#### 文章の抜粋:
-------------------------

本稿は、日本基督教団杵築教会における2024 年 5 月 5 日の復活節第 6 主日礼拝の説教要旨です。  杵築教会伝道師 金森一雄 

 

(聖書箇所)

旧約聖書:列王記上19章5~8節、新共同訳聖書(旧565頁)

新約聖書:マルコによる福音書1章12、13節、新共同訳聖書(新61頁)

 

 (はじめに)

本日、私たちに与えられた今日の聖書箇所マルコによる福音書1章12節の最初は、「それから」という言葉で始まっています。ニュアンスとしては「すぐに」(at once, directly)という、言葉で、ギリシャ語ではエウセオース(εὐθέως)という言葉です。実はこの言葉は、マルコによる福音書の中で、42回も出て来ます。新共同訳聖書では、「それから」「すぐに」「そのとき」などと、前後の文脈に応じて訳されています。

マルコがこの言葉を多用したのは、自分の記す福音書の話に連続性を持たせたいと思ったからでしょう。ちなみに先週の聖書箇所10節でも、主イエスが洗礼(バプテスマ)を受けられ、水の中から上がると「すぐ」、天が裂けて“霊”が鳩のように降ってくると、記されています。マルコが重視している出来事を、つなぐことばとしてすぐとかそのときという言葉用いて立て続けに記していく、マルコの特色ある記述法です。

-------------------------

#### 資料一覧:
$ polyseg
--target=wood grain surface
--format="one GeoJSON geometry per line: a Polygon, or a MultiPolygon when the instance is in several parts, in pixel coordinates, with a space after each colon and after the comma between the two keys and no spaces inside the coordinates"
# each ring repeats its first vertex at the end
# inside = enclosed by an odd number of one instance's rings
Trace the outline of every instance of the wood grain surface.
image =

-------------------------

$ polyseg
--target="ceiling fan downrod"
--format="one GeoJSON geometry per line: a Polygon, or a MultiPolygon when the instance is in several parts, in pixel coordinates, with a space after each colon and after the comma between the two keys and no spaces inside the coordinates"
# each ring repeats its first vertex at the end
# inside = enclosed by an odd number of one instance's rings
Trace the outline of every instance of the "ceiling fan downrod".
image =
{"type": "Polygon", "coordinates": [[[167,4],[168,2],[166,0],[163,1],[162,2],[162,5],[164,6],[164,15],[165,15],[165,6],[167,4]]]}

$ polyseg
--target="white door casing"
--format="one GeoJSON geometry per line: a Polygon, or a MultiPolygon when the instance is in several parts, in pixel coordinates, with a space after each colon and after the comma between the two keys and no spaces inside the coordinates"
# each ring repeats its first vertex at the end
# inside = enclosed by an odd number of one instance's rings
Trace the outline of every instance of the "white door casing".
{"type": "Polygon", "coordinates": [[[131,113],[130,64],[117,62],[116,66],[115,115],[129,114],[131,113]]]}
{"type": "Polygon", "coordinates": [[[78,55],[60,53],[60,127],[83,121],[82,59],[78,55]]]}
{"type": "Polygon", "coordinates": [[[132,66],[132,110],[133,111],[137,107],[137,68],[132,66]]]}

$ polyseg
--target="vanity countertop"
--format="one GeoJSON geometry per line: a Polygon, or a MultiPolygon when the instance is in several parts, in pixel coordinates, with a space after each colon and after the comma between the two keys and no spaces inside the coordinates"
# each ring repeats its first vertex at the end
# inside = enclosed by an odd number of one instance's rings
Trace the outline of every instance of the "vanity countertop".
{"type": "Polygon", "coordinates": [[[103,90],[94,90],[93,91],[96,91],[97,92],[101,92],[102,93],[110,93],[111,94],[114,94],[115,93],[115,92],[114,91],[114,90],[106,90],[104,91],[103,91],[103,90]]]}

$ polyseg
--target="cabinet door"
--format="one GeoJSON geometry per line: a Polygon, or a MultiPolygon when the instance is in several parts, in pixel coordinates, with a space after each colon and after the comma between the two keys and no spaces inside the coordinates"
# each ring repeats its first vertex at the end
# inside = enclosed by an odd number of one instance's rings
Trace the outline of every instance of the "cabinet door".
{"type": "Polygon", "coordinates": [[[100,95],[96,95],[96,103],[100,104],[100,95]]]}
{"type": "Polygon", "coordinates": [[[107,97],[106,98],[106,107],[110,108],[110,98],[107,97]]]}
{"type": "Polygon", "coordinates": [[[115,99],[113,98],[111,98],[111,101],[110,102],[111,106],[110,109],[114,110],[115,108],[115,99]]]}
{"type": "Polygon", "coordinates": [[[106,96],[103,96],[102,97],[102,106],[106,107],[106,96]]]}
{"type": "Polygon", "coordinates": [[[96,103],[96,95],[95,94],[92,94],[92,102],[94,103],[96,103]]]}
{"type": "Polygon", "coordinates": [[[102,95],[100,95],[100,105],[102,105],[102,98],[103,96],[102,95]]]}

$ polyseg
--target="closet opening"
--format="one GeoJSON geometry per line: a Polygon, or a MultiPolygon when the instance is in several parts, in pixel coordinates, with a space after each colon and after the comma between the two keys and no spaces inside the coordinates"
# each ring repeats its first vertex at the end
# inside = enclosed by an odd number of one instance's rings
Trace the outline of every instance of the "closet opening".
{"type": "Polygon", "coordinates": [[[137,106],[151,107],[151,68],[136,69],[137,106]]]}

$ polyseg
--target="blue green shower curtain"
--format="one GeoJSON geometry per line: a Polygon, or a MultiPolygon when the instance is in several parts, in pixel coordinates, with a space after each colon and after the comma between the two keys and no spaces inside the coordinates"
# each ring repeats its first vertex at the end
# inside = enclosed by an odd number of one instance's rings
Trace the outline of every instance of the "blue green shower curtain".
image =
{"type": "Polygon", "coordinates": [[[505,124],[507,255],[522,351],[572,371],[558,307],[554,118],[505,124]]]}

-------------------------

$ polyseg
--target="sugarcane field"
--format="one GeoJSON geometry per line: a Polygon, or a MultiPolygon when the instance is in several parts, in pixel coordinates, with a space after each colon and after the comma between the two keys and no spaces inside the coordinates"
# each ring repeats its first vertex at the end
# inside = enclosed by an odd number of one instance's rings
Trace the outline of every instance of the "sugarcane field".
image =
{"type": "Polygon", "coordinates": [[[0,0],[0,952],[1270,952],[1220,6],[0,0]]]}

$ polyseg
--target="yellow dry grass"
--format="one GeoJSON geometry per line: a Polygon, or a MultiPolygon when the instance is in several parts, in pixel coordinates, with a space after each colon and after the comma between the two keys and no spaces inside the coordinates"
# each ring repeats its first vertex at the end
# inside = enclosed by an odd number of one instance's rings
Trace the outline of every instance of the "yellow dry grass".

-------------------------

マルコによる福音書についての説教要旨を、最後の文のあとから続けて書いてください。

#### 課題の答え:
 ここで、「霊」という言葉にダブル・クオーテーションマークが付けられて「“霊”」となっていますが、これは「聖霊」とされています。荒れ野に「送り出した」と翻訳されている動詞は、ギリシャ語の エクバロウで「外に投げ出す」という意味です。ですから、イエスが洗礼(バプテスマ)を受けられるとすぐに、聖霊がイエスを荒れ野に投げ出したのです。

わたしたちが、洗礼(バプテスマ)を受けた直後に、勿論別々の仕方ではありますけれども、何らかの苦難を経験されたという話をしばしば耳にします。

もちろん、洗礼を受けた直後に、このようなことが「すぐに」、誰にでも必ず待ち受けているというわけではありません。しかし、何よりもわきまえておかなければならないことは、洗礼(バプテスマ)を受けたからといって、このような苦難が消えてなくなるわけではないということです。この世においてサタンの誘惑の攻撃から逃れることは不可能であることは、受け取らなければならないようです。それは聖霊なる神のご意志ですから。

 そして、今日の聖書箇所に記されている出来事が起こるのです。「誘惑を受ける」という小見出しがつけられた、短い聖書箇所です。その中の「荒れ野」と「誘惑」という言葉について、取り上げてみたいと思います。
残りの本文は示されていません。